Everything in the listing below from the line containing "Target: gold cake server" through the line containing "Target: golden brown cake crust" must be repeated exactly; the remaining lines are not wanted.

• **Supplied material**:
---*---

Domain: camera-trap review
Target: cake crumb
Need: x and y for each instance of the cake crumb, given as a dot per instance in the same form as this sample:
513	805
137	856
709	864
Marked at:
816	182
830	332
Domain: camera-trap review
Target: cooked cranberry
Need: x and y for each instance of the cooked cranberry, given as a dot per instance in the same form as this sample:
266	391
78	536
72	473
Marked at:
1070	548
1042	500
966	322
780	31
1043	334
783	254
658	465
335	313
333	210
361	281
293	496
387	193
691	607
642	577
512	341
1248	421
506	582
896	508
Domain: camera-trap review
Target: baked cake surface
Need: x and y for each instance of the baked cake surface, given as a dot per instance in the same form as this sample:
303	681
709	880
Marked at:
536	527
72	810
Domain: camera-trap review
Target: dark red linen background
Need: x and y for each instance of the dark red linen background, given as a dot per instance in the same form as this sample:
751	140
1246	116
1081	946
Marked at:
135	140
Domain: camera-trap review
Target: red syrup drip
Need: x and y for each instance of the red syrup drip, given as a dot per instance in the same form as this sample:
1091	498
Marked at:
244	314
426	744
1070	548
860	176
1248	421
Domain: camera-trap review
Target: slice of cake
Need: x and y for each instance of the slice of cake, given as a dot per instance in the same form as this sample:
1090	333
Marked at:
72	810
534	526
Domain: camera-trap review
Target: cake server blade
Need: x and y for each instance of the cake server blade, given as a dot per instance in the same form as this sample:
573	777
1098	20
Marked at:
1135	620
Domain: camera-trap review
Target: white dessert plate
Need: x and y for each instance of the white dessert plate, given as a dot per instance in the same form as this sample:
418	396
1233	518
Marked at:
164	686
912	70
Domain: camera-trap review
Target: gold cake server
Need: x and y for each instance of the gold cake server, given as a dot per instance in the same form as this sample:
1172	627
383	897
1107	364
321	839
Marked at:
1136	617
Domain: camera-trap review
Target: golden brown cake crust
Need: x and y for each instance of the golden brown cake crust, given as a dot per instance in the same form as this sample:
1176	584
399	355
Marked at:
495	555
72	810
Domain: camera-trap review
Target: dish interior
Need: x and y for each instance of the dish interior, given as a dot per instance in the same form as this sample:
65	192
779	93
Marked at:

---*---

• **Result**:
Target: gold cake server
Need: x and y for each instance of the gold cake server, given as a dot per instance in the same form as this sample:
1172	627
383	897
1107	364
321	839
Marked at:
1136	617
Domain: camera-trap review
Target: golden brown cake crust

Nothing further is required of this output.